▶ [PROBLEM] Retype the entries below word for word, leaving none out.
==============================
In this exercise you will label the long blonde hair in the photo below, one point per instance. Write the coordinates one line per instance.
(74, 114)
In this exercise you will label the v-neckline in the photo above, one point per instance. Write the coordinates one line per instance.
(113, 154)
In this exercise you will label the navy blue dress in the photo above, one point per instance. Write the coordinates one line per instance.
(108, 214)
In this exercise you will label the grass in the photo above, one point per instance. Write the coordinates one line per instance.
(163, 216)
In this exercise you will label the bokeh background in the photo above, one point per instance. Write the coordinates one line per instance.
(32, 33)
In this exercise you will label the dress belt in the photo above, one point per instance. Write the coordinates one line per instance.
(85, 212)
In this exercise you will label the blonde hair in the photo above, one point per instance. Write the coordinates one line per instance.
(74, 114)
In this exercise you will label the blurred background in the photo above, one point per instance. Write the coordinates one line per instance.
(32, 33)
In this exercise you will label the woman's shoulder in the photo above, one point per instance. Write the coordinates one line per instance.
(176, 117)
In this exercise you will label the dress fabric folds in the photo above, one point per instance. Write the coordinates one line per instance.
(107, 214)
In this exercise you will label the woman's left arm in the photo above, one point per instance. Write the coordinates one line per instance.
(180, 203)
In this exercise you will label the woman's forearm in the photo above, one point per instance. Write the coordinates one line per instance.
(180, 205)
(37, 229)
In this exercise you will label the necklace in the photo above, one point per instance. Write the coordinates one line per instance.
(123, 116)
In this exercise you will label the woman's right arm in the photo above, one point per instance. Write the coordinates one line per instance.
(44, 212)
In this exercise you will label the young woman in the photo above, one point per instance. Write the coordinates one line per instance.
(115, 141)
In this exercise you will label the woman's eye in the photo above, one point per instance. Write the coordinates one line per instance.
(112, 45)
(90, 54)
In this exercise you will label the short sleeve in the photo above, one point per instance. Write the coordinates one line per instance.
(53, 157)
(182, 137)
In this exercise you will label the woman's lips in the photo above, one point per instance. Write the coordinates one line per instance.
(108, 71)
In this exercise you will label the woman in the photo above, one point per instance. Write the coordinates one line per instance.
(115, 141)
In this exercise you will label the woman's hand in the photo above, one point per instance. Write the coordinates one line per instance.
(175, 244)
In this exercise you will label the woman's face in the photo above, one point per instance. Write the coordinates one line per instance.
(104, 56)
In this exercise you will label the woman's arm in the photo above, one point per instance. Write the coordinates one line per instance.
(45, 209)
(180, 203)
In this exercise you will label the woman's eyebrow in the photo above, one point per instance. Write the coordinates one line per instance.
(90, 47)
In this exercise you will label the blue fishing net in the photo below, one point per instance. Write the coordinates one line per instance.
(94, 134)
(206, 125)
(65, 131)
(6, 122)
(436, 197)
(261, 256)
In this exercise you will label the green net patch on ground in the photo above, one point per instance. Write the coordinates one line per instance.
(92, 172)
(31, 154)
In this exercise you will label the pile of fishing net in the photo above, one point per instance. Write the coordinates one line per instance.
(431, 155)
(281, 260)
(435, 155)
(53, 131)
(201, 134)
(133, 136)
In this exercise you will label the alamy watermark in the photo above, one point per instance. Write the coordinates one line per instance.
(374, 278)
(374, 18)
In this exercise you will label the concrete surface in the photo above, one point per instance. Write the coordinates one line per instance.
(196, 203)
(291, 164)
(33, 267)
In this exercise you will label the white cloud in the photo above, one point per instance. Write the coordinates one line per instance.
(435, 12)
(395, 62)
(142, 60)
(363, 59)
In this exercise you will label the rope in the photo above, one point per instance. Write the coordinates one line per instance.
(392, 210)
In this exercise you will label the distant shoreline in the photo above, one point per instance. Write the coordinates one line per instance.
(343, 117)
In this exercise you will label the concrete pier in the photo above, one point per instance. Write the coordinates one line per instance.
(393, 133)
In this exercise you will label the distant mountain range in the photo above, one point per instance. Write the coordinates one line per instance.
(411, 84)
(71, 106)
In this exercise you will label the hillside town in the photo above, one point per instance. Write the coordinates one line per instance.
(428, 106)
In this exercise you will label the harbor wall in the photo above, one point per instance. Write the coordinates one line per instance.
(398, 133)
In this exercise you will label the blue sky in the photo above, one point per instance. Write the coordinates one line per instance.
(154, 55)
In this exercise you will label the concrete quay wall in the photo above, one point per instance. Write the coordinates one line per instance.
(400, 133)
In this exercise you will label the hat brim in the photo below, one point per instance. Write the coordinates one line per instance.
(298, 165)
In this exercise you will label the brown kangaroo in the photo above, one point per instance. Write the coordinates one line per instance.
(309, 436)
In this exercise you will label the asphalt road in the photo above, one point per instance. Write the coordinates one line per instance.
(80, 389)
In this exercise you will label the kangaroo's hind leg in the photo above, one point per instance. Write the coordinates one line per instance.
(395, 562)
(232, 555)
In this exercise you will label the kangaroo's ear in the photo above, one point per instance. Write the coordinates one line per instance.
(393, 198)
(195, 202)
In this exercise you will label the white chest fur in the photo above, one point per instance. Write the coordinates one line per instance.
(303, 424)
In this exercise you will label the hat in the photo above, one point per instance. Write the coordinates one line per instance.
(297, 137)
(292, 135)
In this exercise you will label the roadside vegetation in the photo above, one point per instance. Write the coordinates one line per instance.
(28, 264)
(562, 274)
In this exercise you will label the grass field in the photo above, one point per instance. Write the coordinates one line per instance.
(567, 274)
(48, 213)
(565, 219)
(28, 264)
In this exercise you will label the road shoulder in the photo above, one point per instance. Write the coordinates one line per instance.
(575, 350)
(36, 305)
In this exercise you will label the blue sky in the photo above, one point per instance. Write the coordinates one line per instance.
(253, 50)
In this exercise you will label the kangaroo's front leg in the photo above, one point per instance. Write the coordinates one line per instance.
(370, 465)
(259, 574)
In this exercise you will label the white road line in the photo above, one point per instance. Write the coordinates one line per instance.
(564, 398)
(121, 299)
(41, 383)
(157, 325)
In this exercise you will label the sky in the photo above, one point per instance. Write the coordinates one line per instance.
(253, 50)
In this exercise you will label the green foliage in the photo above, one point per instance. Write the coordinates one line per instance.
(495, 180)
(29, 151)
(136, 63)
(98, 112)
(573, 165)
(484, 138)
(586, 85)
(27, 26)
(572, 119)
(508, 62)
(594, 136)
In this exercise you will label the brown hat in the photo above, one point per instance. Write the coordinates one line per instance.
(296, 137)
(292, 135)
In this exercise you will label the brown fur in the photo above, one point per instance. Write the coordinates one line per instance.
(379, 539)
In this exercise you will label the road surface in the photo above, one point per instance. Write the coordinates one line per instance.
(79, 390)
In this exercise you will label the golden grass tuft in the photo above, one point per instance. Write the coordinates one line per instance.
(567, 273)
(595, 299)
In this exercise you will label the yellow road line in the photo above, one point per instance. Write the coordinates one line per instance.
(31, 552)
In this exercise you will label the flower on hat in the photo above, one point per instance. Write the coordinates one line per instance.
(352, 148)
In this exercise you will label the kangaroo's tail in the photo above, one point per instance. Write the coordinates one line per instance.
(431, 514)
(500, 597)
==============================
▶ [RESPONSE]
In this exercise you will label the long blonde hair in the photo below, one point per instance. Write the coordinates one line per instance.
(74, 114)
In this exercise you will label the v-neckline in the photo above, one point per instance. Write the coordinates one line per instance.
(113, 154)
In this exercise you will label the navy blue dress in the photo above, one point per instance. Write the coordinates one line per instance.
(108, 214)
In this exercise you will label the grass in the photo above, one point per instance. Write the coordinates one line per instance.
(163, 216)
In this exercise you will label the bokeh background in the photo above, one point per instance. Write the coordinates one line per instance.
(32, 33)
In this exercise you will label the dress belt in the photo above, one point per instance. Write the coordinates one line per instance.
(85, 212)
In this exercise you will label the blonde hair in the photo above, one point per instance. Write the coordinates one line per instance.
(74, 114)
In this exercise you will label the blurred background in the photo above, one point per instance. Write the coordinates one line per instance.
(32, 33)
In this exercise you will label the woman's shoulder in the photo above, one point per instance. Write the coordinates one line per instance.
(176, 117)
In this exercise you will label the dress fabric folds in the photo above, one point per instance. Write the coordinates one line per instance.
(107, 214)
In this exercise you will label the woman's left arm in the photo above, one point per instance. Write the coordinates one line per instance.
(180, 203)
In this exercise you will label the woman's forearm in the photo above, one point per instance. Write the coordinates one line per instance.
(180, 205)
(37, 229)
In this exercise you will label the necklace in the photo above, one point per instance. Write the coordinates one line per instance.
(123, 116)
In this exercise you will label the woman's right arm in the photo above, one point per instance. Write the coordinates one line per instance.
(44, 212)
In this exercise you will label the young woman in the photo above, one point per instance. Write the coordinates one line per instance.
(115, 141)
In this exercise you will label the woman's eye in the photo above, one point per instance. Write the coordinates one line per instance.
(112, 45)
(90, 54)
In this exercise you will label the short sleeve in the photo above, one point per instance. Write the coordinates one line per instance.
(53, 157)
(182, 137)
In this exercise you will label the woman's lips in the photo above, one point per instance. Write the coordinates one line per instance.
(108, 71)
In this exercise you will label the woman in the photo above, one point per instance. Write the coordinates one line per instance.
(115, 141)
In this exercise you will label the woman's hand in the photo above, one point per instance. Write the coordinates one line per instance.
(175, 244)
In this exercise you will label the woman's face in the photo above, one point per instance. Write the coordinates one line per instance.
(104, 56)
In this exercise you will label the woman's arm in the photo above, one point per instance. Write the coordinates one line per instance.
(45, 209)
(180, 203)
In this exercise you will label the woman's eyebrow in the photo above, one point per instance. Write the coordinates one line per instance.
(90, 47)
In this exercise you will label the blue fishing net in the photo below, one point per instance. Write the coordinates one line per instance.
(94, 134)
(206, 125)
(65, 131)
(6, 122)
(436, 197)
(261, 256)
In this exercise you will label the green net patch on ground in the photo above, one point per instance. Write the coordinates one line per instance.
(92, 172)
(31, 154)
In this exercise you will label the pile of fishing net in the photo above, one point per instance. Write the coordinates one line per instance.
(431, 155)
(281, 260)
(435, 155)
(53, 131)
(201, 134)
(133, 136)
In this exercise you will label the alamy watermark in the photo above, one point per instance. Write the coordinates one line per instance.
(374, 278)
(374, 18)
In this exercise you will label the concrete surface in the photo above, one point per instance. Write the coordinates one line per instance.
(196, 203)
(291, 164)
(33, 267)
In this exercise you will label the white cloud in the photo above, one point per instance. Write the coordinates one line per instance.
(435, 12)
(395, 62)
(142, 60)
(363, 59)
In this exercise you will label the rope in the photo above, one point per instance. Write the coordinates one line per instance.
(392, 210)
In this exercise you will label the distant shoreline in the photo above, one point per instance. Write the coordinates one line per instance.
(343, 117)
In this exercise you will label the concrete pier in the photo above, one point per instance. Write the coordinates one line per instance.
(393, 133)
In this exercise you will label the distant mountain range in the photo above, one point per instance. Write the coordinates one line per instance.
(411, 84)
(71, 106)
In this exercise you will label the hillside town in the photo above, one point per instance. Write the coordinates one line per instance.
(428, 106)
In this exercise you will label the harbor wall in the photo above, one point per instance. Write the coordinates one line per instance.
(398, 133)
In this exercise you will label the blue sky in the photo above, one point per instance. Write the coordinates one line per instance.
(154, 55)
In this exercise you will label the concrete quay wall in the photo above, one point per instance. Write the coordinates one line per instance.
(400, 133)
In this exercise you will label the hat brim in the photo below, one point per instance. Write the coordinates one line per instance.
(298, 165)
In this exercise you will label the brown kangaroo in the photo above, one point per instance. Write the coordinates one line per instance.
(309, 436)
In this exercise you will label the asphalt road in the photo above, one point per instance. Write the coordinates one line per instance.
(80, 389)
In this exercise you will label the kangaroo's hind leg in the photo above, one point per instance. Write the coordinates one line per instance.
(395, 562)
(232, 555)
In this exercise you will label the kangaroo's ear in the photo above, one point per instance. Write the coordinates one line per instance.
(393, 198)
(195, 202)
In this exercise you will label the white chest fur in the photo above, one point per instance. Write the coordinates one line per instance.
(303, 424)
In this exercise you will label the hat in the photo above, one point per instance. Write the coordinates one line per instance.
(297, 137)
(292, 135)
In this exercise you will label the roadside vegetation in the photo above, one point per instance. Write the coordinates one line per instance.
(28, 264)
(562, 274)
In this exercise you will label the grass field in the photo above, one point per instance. Write the coordinates one line per instance.
(567, 274)
(48, 213)
(565, 219)
(28, 264)
In this exercise you will label the road shoulder in the photo above, one point per instance. Write the coordinates one line per instance.
(575, 350)
(36, 305)
In this exercise you will label the blue sky in the photo above, one point per instance. Write the coordinates one line per instance.
(253, 50)
In this exercise you will label the kangaroo's front leg in the photo above, one point per instance. Write the coordinates one line per instance.
(370, 465)
(259, 574)
In this exercise you will label the white road line in the photo above, one point per instance. Write the coordinates one line per instance.
(564, 398)
(121, 299)
(41, 383)
(157, 325)
In this exercise you will label the sky in the photo above, one point per instance. Write the coordinates one line per instance.
(253, 50)
In this exercise you will label the green foliage in the photo above, one point per instance. Write the coordinates one line per instance.
(495, 180)
(29, 151)
(136, 63)
(98, 112)
(573, 165)
(484, 138)
(586, 85)
(27, 26)
(572, 119)
(508, 62)
(594, 136)
In this exercise you will label the brown hat in the photo above, one point per instance. Write the coordinates one line per instance.
(296, 137)
(292, 135)
In this exercise you will label the brown fur in the photo above, one point per instance. Write the coordinates one line per instance.
(379, 539)
In this exercise you will label the road surface in the photo above, one point per instance. Write the coordinates one line per instance.
(79, 390)
In this exercise you will label the golden grass tuft in the photo above, one point per instance. Write the coordinates one line per instance.
(567, 273)
(595, 299)
In this exercise you will label the yellow road line in the photo above, one point per instance. Write the coordinates one line per instance.
(31, 552)
In this exercise you will label the flower on hat in the photo above, one point per instance. Write the coordinates one line per instance.
(352, 148)
In this exercise you will label the kangaroo's tail in the photo above, one point per instance. Write the coordinates one line per instance.
(431, 514)
(500, 597)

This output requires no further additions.